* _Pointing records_
------------------------------------------------------------------------

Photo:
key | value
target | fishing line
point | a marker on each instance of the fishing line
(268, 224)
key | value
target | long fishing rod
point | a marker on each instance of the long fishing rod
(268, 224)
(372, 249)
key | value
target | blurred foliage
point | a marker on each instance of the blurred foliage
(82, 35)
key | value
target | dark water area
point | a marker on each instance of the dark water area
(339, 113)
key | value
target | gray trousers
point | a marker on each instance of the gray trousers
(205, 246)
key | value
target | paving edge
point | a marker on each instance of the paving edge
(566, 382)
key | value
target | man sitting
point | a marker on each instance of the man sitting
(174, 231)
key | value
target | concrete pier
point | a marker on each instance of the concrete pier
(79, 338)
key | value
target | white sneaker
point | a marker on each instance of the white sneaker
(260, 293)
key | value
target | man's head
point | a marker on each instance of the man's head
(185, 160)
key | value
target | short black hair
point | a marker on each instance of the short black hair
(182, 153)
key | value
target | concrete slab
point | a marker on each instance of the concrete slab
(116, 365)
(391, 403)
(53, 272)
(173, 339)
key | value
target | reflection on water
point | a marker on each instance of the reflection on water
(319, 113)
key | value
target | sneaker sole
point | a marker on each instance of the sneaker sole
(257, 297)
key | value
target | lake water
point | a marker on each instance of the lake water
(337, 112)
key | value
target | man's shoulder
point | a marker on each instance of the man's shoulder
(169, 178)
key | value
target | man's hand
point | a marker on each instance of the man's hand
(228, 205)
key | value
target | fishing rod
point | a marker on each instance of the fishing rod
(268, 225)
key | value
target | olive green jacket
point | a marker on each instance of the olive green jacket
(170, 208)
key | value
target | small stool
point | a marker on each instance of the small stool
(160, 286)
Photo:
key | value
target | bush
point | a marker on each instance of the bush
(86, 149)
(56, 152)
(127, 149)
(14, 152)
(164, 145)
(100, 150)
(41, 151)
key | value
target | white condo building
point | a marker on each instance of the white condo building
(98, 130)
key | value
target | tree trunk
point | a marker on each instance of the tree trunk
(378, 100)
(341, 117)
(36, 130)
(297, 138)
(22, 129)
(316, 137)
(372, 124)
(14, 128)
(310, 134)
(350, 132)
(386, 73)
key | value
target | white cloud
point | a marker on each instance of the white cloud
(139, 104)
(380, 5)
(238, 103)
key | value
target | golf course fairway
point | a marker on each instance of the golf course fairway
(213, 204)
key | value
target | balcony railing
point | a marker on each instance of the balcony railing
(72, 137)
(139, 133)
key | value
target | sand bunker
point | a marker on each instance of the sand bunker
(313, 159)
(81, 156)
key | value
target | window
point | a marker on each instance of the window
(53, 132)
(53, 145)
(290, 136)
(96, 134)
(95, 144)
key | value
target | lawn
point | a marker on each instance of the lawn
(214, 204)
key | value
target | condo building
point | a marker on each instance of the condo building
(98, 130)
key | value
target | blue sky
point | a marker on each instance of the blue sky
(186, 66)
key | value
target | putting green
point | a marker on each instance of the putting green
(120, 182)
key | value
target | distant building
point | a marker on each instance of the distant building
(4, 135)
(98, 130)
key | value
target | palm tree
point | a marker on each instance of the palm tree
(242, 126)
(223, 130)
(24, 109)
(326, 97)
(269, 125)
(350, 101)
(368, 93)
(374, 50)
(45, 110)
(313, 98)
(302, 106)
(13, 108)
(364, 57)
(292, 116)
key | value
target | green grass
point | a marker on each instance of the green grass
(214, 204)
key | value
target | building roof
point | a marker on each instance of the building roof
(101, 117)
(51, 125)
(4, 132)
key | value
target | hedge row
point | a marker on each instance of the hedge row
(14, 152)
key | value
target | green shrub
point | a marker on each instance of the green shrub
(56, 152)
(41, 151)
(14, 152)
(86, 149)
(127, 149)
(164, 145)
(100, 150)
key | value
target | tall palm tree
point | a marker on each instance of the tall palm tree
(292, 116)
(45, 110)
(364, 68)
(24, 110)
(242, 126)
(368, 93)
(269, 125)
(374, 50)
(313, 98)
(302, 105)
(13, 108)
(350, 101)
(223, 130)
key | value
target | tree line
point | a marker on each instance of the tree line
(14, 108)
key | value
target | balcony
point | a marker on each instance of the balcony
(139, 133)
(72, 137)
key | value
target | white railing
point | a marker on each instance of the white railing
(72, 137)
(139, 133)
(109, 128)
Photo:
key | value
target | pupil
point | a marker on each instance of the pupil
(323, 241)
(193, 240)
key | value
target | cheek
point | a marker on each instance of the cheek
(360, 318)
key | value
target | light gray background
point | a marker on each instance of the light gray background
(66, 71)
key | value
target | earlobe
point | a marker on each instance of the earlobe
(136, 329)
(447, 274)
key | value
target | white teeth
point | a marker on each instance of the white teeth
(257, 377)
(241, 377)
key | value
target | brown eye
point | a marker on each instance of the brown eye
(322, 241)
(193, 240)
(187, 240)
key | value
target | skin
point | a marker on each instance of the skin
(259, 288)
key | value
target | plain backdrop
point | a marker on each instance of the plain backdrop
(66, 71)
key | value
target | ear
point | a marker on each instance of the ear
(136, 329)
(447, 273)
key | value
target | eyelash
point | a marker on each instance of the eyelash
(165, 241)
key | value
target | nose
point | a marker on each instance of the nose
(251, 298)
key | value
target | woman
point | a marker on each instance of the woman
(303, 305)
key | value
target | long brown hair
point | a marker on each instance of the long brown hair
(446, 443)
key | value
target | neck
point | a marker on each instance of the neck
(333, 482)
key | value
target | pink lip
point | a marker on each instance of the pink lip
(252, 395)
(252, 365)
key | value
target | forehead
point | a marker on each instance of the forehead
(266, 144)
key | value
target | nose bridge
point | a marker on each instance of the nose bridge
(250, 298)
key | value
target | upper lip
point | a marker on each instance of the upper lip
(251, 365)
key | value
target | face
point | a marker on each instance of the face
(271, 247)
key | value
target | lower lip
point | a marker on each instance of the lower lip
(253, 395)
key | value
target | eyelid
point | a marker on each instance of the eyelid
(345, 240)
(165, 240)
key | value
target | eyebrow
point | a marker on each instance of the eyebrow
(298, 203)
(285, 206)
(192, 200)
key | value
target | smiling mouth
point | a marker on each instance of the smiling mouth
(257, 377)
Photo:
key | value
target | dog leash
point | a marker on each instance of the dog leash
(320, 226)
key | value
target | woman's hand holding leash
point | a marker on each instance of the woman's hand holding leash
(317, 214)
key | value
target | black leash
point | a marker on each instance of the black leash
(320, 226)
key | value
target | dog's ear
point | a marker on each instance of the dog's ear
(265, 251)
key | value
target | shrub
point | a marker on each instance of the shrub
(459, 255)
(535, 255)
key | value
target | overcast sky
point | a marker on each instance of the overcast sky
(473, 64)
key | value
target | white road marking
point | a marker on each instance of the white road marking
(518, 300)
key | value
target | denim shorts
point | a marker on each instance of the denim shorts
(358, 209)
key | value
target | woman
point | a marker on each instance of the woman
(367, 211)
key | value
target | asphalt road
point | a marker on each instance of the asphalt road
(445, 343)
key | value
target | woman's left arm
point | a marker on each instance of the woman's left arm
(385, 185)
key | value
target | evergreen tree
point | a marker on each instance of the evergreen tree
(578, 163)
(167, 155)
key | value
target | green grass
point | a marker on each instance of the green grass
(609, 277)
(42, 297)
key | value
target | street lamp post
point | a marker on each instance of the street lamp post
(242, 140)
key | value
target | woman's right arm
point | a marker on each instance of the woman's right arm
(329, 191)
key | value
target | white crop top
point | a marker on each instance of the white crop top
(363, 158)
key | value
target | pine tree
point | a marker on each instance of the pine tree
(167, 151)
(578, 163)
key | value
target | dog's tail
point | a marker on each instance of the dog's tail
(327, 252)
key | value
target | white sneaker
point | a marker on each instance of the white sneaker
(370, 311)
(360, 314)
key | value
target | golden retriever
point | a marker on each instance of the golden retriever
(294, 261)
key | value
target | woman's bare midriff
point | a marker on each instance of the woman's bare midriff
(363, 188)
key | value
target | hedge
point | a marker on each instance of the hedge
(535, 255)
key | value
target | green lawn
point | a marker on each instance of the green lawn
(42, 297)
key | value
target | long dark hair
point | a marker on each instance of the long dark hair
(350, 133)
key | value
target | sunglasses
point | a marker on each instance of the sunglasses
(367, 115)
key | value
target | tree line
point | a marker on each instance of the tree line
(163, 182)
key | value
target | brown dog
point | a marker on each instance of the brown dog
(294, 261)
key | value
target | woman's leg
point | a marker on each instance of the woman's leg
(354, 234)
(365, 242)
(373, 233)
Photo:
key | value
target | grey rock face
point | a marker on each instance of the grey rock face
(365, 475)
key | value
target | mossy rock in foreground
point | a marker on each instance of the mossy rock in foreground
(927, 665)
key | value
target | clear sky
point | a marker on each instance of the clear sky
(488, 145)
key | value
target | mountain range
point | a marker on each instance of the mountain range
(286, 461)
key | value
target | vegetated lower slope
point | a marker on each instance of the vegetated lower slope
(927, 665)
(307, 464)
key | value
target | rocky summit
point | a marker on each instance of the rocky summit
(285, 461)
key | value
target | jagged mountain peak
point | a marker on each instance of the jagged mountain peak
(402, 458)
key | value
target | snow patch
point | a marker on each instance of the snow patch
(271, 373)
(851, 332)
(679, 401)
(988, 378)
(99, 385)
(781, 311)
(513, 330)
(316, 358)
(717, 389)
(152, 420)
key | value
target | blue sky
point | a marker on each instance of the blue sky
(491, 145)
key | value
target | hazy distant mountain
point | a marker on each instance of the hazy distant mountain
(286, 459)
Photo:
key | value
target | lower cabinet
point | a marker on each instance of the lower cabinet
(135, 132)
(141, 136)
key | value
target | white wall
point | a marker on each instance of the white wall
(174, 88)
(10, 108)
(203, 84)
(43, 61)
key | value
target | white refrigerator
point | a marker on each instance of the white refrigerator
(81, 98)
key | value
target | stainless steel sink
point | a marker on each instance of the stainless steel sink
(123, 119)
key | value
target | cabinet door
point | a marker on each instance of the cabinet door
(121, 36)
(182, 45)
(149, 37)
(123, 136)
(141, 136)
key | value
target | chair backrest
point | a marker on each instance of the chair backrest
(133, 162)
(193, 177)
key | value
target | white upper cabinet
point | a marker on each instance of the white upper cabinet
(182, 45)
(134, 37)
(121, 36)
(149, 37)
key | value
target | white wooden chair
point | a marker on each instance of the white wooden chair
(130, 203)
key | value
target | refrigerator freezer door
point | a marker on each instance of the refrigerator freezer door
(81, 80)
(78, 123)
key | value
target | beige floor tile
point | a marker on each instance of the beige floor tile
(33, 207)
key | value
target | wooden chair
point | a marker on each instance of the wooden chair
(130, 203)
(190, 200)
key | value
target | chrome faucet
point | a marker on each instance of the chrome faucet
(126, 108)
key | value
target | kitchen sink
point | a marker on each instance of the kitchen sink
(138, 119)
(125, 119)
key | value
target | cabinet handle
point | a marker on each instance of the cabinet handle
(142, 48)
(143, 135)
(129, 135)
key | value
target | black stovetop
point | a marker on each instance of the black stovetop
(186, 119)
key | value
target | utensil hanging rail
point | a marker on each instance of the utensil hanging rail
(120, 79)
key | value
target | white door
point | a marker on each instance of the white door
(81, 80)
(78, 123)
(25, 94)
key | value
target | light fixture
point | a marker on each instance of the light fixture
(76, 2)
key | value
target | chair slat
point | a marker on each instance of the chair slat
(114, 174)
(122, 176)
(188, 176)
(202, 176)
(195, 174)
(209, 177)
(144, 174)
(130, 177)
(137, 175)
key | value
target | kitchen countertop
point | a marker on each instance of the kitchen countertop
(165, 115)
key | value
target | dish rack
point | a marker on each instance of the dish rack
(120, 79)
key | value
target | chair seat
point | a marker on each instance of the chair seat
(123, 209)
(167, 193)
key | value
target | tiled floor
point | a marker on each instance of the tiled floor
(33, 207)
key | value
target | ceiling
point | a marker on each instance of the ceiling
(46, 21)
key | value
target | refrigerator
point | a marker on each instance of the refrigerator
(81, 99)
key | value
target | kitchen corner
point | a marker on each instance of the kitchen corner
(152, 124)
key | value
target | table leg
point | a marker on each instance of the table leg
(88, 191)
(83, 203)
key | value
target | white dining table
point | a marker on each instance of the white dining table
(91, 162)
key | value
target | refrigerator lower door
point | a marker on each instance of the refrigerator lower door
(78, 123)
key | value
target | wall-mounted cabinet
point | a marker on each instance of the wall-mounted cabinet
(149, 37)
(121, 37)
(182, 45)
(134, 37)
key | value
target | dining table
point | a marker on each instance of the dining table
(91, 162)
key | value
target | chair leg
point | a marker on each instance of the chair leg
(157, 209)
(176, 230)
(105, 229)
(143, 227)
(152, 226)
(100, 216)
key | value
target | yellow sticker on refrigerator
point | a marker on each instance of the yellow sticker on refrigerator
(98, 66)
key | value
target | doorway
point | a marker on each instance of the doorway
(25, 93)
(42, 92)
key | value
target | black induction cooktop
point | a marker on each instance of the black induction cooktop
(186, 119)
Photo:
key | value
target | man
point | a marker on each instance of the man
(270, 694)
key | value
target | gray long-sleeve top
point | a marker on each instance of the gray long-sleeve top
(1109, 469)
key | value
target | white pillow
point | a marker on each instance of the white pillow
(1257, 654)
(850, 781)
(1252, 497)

------------------------------------------------------------------------

* _WHAT THE TASK REQUIRES_
Find every line in the entries above that contains the string "shorts", and copy each of those lines in full.

* _RESULT OF THIS EXERCISE_
target | denim shorts
point | a marker on each instance of the denim shorts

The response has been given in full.